▶ **What you need to do**:
Retype every line of the records exactly.
- - -
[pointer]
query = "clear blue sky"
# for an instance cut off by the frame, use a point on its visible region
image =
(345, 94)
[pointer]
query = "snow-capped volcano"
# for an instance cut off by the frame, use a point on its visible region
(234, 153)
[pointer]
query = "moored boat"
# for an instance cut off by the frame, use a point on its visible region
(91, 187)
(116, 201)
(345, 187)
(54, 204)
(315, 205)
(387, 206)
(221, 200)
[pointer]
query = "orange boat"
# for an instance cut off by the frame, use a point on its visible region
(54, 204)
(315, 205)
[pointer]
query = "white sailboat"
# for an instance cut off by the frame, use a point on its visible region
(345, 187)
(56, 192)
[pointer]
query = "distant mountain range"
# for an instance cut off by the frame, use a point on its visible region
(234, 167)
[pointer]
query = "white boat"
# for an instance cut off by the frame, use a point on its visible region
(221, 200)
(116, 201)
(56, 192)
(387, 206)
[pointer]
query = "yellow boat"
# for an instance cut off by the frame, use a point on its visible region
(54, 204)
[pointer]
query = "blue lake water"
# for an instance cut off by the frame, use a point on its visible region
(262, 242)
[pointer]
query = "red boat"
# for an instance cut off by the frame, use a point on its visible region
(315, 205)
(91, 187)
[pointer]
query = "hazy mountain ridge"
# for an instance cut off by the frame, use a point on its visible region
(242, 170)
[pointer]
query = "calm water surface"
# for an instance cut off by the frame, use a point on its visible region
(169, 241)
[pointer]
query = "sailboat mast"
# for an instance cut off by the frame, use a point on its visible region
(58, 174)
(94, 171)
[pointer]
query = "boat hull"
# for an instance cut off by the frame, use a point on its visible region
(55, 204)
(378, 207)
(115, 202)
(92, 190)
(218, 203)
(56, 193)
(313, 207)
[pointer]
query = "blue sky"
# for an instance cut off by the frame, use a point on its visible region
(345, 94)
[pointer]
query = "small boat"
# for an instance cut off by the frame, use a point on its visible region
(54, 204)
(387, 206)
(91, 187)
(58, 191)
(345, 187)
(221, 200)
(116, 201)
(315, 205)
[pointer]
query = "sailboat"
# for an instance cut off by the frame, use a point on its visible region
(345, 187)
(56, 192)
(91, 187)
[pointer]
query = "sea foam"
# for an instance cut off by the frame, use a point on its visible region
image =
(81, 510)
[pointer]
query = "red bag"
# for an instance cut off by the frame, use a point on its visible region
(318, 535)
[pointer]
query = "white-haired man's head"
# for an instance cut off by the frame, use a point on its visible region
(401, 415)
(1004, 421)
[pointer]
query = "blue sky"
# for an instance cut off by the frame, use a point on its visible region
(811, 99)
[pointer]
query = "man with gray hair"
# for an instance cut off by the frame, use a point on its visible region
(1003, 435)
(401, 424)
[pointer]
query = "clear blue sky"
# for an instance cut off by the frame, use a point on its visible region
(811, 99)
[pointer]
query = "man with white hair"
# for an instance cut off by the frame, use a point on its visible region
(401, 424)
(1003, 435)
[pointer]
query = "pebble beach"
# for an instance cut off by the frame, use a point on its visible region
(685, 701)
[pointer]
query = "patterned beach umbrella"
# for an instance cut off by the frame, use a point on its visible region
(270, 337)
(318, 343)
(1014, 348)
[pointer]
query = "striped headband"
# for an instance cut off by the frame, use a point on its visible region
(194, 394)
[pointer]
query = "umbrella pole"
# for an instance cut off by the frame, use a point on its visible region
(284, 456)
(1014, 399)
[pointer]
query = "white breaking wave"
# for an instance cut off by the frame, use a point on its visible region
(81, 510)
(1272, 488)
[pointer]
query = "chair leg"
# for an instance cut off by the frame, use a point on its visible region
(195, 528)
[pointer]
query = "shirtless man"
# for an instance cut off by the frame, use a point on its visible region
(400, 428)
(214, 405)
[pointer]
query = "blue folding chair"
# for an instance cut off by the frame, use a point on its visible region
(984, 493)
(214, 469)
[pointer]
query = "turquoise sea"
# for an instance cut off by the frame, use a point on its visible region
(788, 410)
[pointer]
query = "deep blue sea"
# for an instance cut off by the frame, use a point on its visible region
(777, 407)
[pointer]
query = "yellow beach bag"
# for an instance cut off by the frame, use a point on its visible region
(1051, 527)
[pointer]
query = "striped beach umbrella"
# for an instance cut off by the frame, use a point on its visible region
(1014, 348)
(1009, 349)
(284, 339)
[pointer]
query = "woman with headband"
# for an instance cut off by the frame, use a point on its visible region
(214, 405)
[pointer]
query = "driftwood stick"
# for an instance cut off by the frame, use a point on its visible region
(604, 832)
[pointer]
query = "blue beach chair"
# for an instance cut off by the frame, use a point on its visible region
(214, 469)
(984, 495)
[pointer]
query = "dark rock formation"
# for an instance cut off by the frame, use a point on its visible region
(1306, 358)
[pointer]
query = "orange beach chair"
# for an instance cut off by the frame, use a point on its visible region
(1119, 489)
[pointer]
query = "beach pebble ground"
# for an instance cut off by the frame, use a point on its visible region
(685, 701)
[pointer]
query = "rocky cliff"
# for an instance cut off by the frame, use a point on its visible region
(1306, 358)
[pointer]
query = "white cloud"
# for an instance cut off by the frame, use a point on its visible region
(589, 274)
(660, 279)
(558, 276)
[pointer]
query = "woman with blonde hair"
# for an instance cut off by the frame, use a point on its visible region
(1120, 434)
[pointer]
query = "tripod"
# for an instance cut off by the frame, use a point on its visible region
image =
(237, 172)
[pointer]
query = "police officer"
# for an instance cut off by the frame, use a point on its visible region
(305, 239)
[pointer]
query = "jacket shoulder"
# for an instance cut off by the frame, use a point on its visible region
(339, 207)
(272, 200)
- - -
▶ **Answer for this exercise**:
[pointer]
query = "clear blue sky"
# for an instance cut off by the frame, use a point on its visible region
image =
(345, 94)
[pointer]
query = "snow-capped volcano"
# for an instance cut off by the frame, use a point on its visible region
(234, 153)
[pointer]
query = "moored boat"
# for an instance cut off by the frame, use a point on its visible region
(91, 187)
(116, 201)
(345, 187)
(54, 204)
(315, 205)
(387, 206)
(221, 200)
[pointer]
query = "orange boat"
# for an instance cut off by the frame, use a point on its visible region
(54, 204)
(315, 205)
[pointer]
query = "white sailboat"
# for an instance cut off by the frame, use a point on its visible region
(345, 187)
(56, 192)
[pointer]
query = "distant mountain range"
# for an instance cut off by the frame, use a point on its visible region
(234, 167)
[pointer]
query = "white boat"
# for an instance cut off by the frame, use a point on its visible region
(221, 200)
(116, 201)
(56, 192)
(387, 206)
[pointer]
query = "yellow boat"
# for an instance cut off by the frame, use a point on its visible region
(54, 204)
[pointer]
query = "blue lake water"
# for an instance cut off by the frame, use a point on its visible region
(262, 242)
[pointer]
query = "red boat"
# for an instance cut off by the frame, use a point on its visible region
(315, 205)
(91, 187)
[pointer]
query = "hazy mountain ridge"
# for an instance cut off by the frame, use a point on its visible region
(242, 170)
[pointer]
query = "calm water surface"
# for an instance cut off by the frame, use a point on its visible region
(169, 241)
[pointer]
query = "sailboat mast"
# for an instance cut off by the frame, use a point on its visible region
(58, 174)
(94, 171)
[pointer]
query = "boat hull"
# for an instance cut off by the frame, use a point on its visible region
(55, 204)
(378, 207)
(115, 202)
(92, 190)
(218, 203)
(56, 193)
(313, 207)
[pointer]
query = "blue sky"
# for an instance cut off by the frame, use a point on its visible region
(345, 94)
[pointer]
query = "small boat"
# for an instance cut off by the frame, use a point on its visible region
(54, 204)
(387, 206)
(91, 187)
(58, 191)
(345, 187)
(221, 200)
(116, 201)
(315, 205)
[pointer]
query = "sailboat"
# for an instance cut off by the frame, use a point on its visible region
(345, 187)
(56, 192)
(91, 187)
[pointer]
query = "sea foam"
# for an instance cut off by the frame, use a point on its visible region
image =
(81, 510)
[pointer]
query = "red bag"
# for an instance cut off by the frame, use a point on its visible region
(318, 535)
[pointer]
query = "white-haired man's head"
# for an instance cut off by the frame, use a point on its visible region
(401, 415)
(1004, 421)
[pointer]
query = "blue sky"
# for an instance cut off by the frame, use a point on its visible region
(811, 99)
[pointer]
query = "man with gray hair"
# for an instance cut off by the frame, use a point on its visible region
(1003, 435)
(401, 424)
[pointer]
query = "clear blue sky"
# for an instance cut off by the frame, use a point on its visible region
(811, 99)
[pointer]
query = "man with white hair"
# for an instance cut off by the frame, use a point on its visible region
(401, 424)
(1003, 435)
[pointer]
query = "pebble beach"
# for an instance cut off by the frame, use a point on its visible region
(685, 701)
[pointer]
query = "patterned beach umbrella"
# for an instance cut off by the frame, use a point on its visible region
(270, 337)
(318, 343)
(1014, 348)
[pointer]
query = "striped headband"
# for an instance cut off by the frame, use a point on its visible region
(194, 394)
[pointer]
query = "umbrella pole"
# for an instance cut off by the frame, use a point on its visible region
(284, 456)
(1014, 399)
[pointer]
query = "white breaking wave"
# for an instance cut off by the frame, use a point on its visible region
(81, 510)
(1272, 488)
[pointer]
query = "chair leg"
# for an instance cut off by the frame, use a point on its visible region
(195, 528)
[pointer]
query = "shirtless man"
# for an instance cut off by the frame, use a point on its visible region
(400, 428)
(214, 405)
[pointer]
query = "blue folding chair"
# for an instance cut off by the frame, use a point on its visible region
(984, 493)
(214, 469)
[pointer]
query = "turquoise sea"
# for an instance cut off by the frame, use a point on its visible region
(788, 410)
[pointer]
query = "deep blue sea"
# for an instance cut off by the frame, use a point on its visible region
(777, 407)
[pointer]
query = "yellow beach bag"
# for an instance cut off by the frame, use a point on its visible region
(1051, 527)
[pointer]
query = "striped beach umbrella"
# for an instance cut off by the frame, use a point on its visible region
(1014, 348)
(1009, 349)
(284, 339)
[pointer]
query = "woman with headband"
# for an instance cut off by the frame, use a point on its visible region
(214, 405)
[pointer]
query = "driftwood stick"
# for an instance cut off by the frame, use a point on its visible region
(604, 832)
[pointer]
query = "blue beach chair"
# for an instance cut off by the frame, use a point on its visible region
(214, 469)
(984, 495)
[pointer]
query = "dark rock formation"
# for an instance cut off by the frame, use a point on its visible region
(1306, 358)
[pointer]
query = "orange beach chair"
# for an instance cut off by the frame, use a point on its visible region
(1119, 489)
[pointer]
query = "beach pebble ground"
# for an instance cut off by the frame, use a point on its visible region
(685, 701)
[pointer]
query = "rocky cliff"
# for an instance cut off by the frame, use a point on its visible region
(1306, 358)
[pointer]
query = "white cloud"
# for an instance cut off by the frame, use a point on its visible region
(589, 274)
(660, 279)
(558, 276)
[pointer]
query = "woman with blonde hair"
# for an instance cut off by the frame, use a point on its visible region
(1120, 434)
[pointer]
query = "tripod"
# for an instance cut off by the frame, use a point on its visible region
image =
(237, 172)
[pointer]
query = "police officer"
# for an instance cut off by the frame, use a point on its visible region
(305, 239)
[pointer]
query = "jacket shoulder"
# for an instance cut off by the frame, use a point on its visible region
(339, 207)
(272, 200)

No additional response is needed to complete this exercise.